[start of Record excerpts]

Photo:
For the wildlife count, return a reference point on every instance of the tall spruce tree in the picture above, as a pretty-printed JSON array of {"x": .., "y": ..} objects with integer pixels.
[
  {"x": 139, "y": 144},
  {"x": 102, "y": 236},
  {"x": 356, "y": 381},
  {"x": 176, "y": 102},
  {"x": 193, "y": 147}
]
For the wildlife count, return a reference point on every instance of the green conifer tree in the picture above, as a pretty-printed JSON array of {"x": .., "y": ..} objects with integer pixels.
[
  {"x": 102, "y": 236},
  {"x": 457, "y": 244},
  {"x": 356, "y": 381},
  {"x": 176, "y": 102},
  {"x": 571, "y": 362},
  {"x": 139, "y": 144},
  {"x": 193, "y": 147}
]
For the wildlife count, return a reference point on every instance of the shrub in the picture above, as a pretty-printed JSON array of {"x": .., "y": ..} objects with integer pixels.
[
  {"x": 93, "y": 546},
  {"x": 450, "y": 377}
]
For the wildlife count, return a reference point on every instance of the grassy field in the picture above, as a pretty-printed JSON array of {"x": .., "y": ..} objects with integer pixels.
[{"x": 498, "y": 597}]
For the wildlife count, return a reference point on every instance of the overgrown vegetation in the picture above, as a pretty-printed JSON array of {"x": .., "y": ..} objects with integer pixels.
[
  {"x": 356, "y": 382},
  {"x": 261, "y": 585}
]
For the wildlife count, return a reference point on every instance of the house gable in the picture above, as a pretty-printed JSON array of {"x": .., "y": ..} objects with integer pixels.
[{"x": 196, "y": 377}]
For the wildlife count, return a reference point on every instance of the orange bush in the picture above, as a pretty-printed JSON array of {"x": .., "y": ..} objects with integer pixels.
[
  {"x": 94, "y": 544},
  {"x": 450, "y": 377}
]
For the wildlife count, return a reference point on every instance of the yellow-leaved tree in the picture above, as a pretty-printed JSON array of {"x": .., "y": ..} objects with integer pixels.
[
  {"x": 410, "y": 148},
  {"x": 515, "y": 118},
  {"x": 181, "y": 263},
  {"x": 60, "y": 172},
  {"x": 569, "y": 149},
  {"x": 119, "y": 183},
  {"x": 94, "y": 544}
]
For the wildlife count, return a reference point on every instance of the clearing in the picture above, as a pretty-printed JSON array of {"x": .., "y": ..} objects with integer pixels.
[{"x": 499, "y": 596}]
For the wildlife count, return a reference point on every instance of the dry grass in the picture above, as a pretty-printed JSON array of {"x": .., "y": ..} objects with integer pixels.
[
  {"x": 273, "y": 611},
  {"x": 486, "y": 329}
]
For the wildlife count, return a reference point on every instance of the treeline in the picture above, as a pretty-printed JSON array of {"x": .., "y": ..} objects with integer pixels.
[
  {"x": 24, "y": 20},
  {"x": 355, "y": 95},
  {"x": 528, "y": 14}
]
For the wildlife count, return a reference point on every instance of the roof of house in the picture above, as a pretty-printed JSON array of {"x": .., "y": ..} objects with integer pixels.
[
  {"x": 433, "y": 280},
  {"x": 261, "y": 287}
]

[end of Record excerpts]

• _What needs to be done_:
Every line of the records above needs to be given again exactly.

• _Full output_:
Photo:
For the wildlife count, return a reference point on every instance of the tall spruce tree in the picture above, as a pretty-printed JSON array of {"x": .., "y": ..} objects with integer pixels.
[
  {"x": 139, "y": 144},
  {"x": 102, "y": 236},
  {"x": 356, "y": 381},
  {"x": 176, "y": 102},
  {"x": 193, "y": 147}
]
For the wildlife count, return a reference point on every instance of the green conifer tree in the picture above, as a pretty-printed JSON array of {"x": .., "y": ..} objects with integer pixels.
[
  {"x": 102, "y": 236},
  {"x": 457, "y": 244},
  {"x": 356, "y": 381},
  {"x": 176, "y": 102},
  {"x": 571, "y": 362},
  {"x": 139, "y": 144},
  {"x": 193, "y": 147}
]
For the wildlife count, return a reference point on every instance of the shrub in the picture above, as a pretty-printed JSON array of {"x": .., "y": ..} objects with integer pixels.
[
  {"x": 93, "y": 546},
  {"x": 450, "y": 377}
]
For the wildlife count, return a reference point on every instance of the grassy field in the picture above, as a pretty-printed JSON array of {"x": .., "y": ..} objects with integer pixels.
[{"x": 498, "y": 597}]
For the wildlife count, return a reference point on every instance of the overgrown vegetation in the picture above, as a pretty-printed JSON array of {"x": .., "y": ..} objects with integer pixels.
[
  {"x": 356, "y": 382},
  {"x": 261, "y": 585}
]
For the wildlife count, return a reference point on every instance of the house gable in the picture above, as a pretty-printed JSON array of {"x": .., "y": ..} objects with integer pixels.
[{"x": 196, "y": 377}]
For the wildlife count, return a reference point on every instance of the orange bush in the picture above, as a pretty-printed JSON array of {"x": .., "y": ..} objects with integer pixels.
[
  {"x": 94, "y": 544},
  {"x": 450, "y": 377}
]
For the wildlife count, return a reference point on every instance of the yellow-leaved tree in the picture above, as a pretty-printed JSON array of {"x": .., "y": ..} objects with integer pixels.
[
  {"x": 410, "y": 148},
  {"x": 515, "y": 118},
  {"x": 181, "y": 263},
  {"x": 60, "y": 172},
  {"x": 569, "y": 149},
  {"x": 119, "y": 183},
  {"x": 94, "y": 544}
]
For the wildlife count, return a reference point on every instance of the clearing in the picture above, as a pretty-printed JSON array of {"x": .., "y": ..} objects with integer pixels.
[{"x": 499, "y": 596}]
For the wildlife count, return a reference point on every instance of the dry grass in the picture above, as a pretty-printed JSON array of {"x": .., "y": ..} objects with integer pixels.
[
  {"x": 273, "y": 611},
  {"x": 486, "y": 329}
]
For the wildlife count, return a reference point on every instance of the treeline in the picture above, as a pretty-printed JSON array of {"x": .., "y": ..} objects with integer pixels.
[
  {"x": 24, "y": 20},
  {"x": 355, "y": 95},
  {"x": 528, "y": 14}
]
For the wildlife count, return a reference point on every instance of the roof of house in the picture above, as a pretty-printed JSON array of {"x": .., "y": ..} objects with integer pixels.
[
  {"x": 433, "y": 280},
  {"x": 261, "y": 287}
]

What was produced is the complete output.